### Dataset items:
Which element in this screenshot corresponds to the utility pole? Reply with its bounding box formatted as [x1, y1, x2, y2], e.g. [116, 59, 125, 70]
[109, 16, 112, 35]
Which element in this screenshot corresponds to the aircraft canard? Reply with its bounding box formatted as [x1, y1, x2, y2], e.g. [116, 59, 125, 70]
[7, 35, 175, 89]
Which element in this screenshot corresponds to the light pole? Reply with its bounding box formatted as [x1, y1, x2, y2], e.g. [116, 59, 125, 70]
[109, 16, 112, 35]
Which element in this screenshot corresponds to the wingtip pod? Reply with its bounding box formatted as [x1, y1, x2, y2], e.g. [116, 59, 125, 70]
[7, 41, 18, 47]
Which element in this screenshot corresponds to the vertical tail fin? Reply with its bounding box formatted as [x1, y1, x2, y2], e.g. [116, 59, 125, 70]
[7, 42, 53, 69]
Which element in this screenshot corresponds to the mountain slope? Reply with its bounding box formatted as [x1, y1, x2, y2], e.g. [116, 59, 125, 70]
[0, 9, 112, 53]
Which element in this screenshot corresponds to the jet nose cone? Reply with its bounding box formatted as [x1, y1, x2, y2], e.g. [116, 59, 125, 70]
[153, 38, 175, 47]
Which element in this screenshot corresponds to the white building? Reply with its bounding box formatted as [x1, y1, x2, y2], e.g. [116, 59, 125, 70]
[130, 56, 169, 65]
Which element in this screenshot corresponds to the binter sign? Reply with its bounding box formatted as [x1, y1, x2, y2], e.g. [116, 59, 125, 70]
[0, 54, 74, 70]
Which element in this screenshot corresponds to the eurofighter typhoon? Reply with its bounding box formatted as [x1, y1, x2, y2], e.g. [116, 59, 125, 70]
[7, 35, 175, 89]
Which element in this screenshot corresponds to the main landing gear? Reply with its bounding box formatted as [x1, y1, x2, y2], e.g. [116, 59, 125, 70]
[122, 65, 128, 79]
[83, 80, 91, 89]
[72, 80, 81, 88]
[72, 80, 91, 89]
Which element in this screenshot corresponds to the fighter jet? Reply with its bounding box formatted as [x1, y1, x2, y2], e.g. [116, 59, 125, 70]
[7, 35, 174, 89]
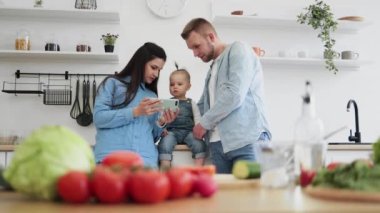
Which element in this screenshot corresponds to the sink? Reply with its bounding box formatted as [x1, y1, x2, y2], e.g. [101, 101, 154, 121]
[329, 142, 373, 145]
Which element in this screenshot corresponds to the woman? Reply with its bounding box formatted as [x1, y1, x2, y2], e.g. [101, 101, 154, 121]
[94, 42, 176, 167]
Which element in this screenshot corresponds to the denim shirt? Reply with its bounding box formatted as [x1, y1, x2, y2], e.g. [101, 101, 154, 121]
[94, 77, 162, 167]
[198, 42, 271, 153]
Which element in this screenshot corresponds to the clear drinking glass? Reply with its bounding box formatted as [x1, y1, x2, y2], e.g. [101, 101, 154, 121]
[259, 142, 294, 188]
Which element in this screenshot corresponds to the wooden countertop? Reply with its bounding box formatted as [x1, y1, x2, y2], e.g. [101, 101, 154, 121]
[0, 144, 372, 152]
[0, 186, 380, 213]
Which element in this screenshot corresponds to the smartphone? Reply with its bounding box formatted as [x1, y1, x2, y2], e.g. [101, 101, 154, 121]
[160, 99, 179, 111]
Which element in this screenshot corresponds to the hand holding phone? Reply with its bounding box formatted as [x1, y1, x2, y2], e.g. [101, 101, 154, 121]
[160, 99, 179, 112]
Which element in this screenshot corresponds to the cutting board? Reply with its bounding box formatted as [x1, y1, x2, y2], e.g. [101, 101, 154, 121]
[214, 174, 260, 189]
[304, 186, 380, 202]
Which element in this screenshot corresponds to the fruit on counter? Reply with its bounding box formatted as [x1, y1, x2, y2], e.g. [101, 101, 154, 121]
[300, 169, 316, 187]
[232, 160, 260, 179]
[0, 167, 12, 190]
[4, 126, 95, 200]
[91, 165, 129, 203]
[193, 174, 218, 197]
[57, 171, 91, 203]
[129, 169, 170, 203]
[102, 151, 144, 169]
[166, 168, 194, 199]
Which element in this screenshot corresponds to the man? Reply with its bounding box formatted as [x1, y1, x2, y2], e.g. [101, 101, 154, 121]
[181, 18, 271, 173]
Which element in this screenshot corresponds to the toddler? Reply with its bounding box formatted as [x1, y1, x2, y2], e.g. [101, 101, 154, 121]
[158, 69, 206, 168]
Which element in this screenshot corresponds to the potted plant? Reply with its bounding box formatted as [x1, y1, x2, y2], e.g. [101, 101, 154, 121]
[297, 0, 339, 74]
[100, 33, 119, 53]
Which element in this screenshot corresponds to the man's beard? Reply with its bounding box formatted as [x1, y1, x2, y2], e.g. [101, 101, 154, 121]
[203, 42, 215, 62]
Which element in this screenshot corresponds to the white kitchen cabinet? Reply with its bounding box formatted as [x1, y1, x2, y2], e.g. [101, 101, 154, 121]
[213, 15, 371, 34]
[326, 145, 372, 164]
[0, 7, 120, 63]
[0, 6, 120, 24]
[213, 15, 371, 70]
[0, 50, 119, 63]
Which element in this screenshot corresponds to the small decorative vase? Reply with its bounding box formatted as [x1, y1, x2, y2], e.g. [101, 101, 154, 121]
[104, 44, 114, 53]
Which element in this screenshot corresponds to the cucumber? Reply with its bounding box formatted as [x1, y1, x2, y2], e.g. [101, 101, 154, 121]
[232, 160, 260, 179]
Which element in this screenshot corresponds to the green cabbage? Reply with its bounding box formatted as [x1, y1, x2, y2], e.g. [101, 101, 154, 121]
[4, 126, 95, 200]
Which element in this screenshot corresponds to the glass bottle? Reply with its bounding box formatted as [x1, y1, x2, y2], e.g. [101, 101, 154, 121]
[294, 81, 327, 176]
[15, 30, 31, 50]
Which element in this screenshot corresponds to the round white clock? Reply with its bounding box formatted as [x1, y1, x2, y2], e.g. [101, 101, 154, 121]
[146, 0, 188, 18]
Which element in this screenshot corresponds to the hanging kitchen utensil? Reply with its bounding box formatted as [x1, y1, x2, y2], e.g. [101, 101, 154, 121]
[70, 75, 81, 119]
[92, 75, 96, 110]
[43, 75, 71, 105]
[76, 76, 92, 126]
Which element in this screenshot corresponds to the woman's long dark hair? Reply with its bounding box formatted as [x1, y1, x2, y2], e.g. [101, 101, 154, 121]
[101, 42, 166, 106]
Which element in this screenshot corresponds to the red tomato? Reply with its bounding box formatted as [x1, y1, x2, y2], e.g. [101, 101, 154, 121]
[300, 169, 316, 187]
[166, 168, 194, 199]
[194, 174, 218, 197]
[129, 170, 170, 203]
[57, 171, 91, 203]
[102, 151, 144, 169]
[92, 165, 128, 203]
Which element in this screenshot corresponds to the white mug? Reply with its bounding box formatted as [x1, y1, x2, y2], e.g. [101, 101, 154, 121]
[341, 50, 359, 60]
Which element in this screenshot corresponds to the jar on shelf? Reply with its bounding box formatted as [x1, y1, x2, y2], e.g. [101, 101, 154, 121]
[15, 30, 31, 50]
[34, 0, 44, 7]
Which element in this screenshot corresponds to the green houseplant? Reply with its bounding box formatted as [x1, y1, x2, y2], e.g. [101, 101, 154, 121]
[100, 33, 119, 52]
[297, 0, 338, 74]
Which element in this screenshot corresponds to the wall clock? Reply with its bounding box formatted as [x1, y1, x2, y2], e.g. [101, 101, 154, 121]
[146, 0, 188, 18]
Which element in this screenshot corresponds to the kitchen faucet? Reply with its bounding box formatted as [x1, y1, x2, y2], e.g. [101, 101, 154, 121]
[347, 99, 361, 143]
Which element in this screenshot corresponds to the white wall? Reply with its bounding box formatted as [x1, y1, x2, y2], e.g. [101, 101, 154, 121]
[0, 0, 380, 143]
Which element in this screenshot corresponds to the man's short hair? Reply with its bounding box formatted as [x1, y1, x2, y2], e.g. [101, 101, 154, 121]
[181, 18, 216, 40]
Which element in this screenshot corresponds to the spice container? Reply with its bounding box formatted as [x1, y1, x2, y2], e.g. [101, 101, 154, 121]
[15, 30, 31, 50]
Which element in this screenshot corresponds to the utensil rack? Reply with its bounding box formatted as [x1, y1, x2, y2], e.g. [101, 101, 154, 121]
[1, 70, 117, 96]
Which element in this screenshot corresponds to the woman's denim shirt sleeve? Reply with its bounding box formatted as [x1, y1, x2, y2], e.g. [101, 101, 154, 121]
[94, 78, 133, 128]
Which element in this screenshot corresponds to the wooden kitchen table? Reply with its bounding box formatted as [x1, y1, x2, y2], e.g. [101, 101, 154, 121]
[0, 186, 380, 213]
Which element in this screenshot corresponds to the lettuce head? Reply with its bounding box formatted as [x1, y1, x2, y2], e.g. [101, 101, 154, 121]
[3, 126, 95, 200]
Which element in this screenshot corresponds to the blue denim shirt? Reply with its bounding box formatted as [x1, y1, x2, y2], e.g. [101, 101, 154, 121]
[198, 42, 271, 153]
[94, 77, 162, 167]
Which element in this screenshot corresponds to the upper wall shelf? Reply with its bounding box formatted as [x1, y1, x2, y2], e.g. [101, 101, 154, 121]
[0, 50, 119, 63]
[260, 57, 371, 70]
[0, 6, 120, 24]
[213, 15, 371, 33]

### WHAT THE TASK REQUIRES:
Duplicate the lines starting at the one containing "Which element in this screenshot corresponds to the potted" and ending at the one containing "[100, 33, 119, 53]".

### COMPLETE RESPONSE:
Which element in this screenshot corresponds to the potted plant? Reply with its bounding box formatted as [x1, y1, x2, y2], e.g. [101, 101, 154, 121]
[297, 0, 339, 74]
[100, 33, 119, 53]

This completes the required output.